- TASK ITEM -
Please repeat the records exactly from their first line, finishing at the line containing "I would be grateful if you could spot the dense" and including it.

- INPUT MATERIAL -

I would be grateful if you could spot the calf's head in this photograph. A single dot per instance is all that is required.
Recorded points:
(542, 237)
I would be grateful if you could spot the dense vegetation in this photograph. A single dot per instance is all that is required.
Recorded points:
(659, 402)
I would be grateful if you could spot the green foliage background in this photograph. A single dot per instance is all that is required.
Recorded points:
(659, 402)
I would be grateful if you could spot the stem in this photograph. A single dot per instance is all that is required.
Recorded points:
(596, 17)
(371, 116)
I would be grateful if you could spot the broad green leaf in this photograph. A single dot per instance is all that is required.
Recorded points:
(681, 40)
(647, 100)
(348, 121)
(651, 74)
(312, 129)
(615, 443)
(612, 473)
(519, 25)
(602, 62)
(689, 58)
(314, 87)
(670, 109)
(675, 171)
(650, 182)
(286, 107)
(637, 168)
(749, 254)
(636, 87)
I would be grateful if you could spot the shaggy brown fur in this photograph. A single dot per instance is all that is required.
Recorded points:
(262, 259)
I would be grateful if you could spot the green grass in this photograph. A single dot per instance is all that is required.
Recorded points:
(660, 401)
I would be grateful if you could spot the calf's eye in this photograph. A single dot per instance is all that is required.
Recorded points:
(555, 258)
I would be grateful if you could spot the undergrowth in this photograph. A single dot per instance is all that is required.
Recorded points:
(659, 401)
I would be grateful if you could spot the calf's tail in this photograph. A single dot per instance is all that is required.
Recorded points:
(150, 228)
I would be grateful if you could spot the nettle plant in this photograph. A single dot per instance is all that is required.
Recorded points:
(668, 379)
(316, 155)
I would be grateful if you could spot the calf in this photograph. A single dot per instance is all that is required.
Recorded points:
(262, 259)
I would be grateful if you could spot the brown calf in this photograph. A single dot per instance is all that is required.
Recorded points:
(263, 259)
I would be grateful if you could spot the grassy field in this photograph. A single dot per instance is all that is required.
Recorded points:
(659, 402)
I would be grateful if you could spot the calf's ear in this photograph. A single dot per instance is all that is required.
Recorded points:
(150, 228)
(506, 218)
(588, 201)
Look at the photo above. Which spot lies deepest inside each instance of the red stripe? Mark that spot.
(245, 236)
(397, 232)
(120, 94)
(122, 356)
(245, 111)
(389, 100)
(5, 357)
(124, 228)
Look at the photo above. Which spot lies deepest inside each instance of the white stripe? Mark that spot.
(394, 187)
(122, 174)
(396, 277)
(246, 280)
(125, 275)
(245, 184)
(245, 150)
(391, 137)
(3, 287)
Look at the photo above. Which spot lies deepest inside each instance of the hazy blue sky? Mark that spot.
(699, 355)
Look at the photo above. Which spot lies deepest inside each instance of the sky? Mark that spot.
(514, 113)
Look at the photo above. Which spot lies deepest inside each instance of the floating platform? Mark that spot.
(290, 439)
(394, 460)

- ANSWER TO THE EXERCISE -
I would be grateful if you could spot the calf's head in this photograph. A single dot per instance is all that is required.
Recorded points:
(542, 237)
I would be grateful if you could spot the dense vegetation in this photograph. A single dot per instance is all that is required.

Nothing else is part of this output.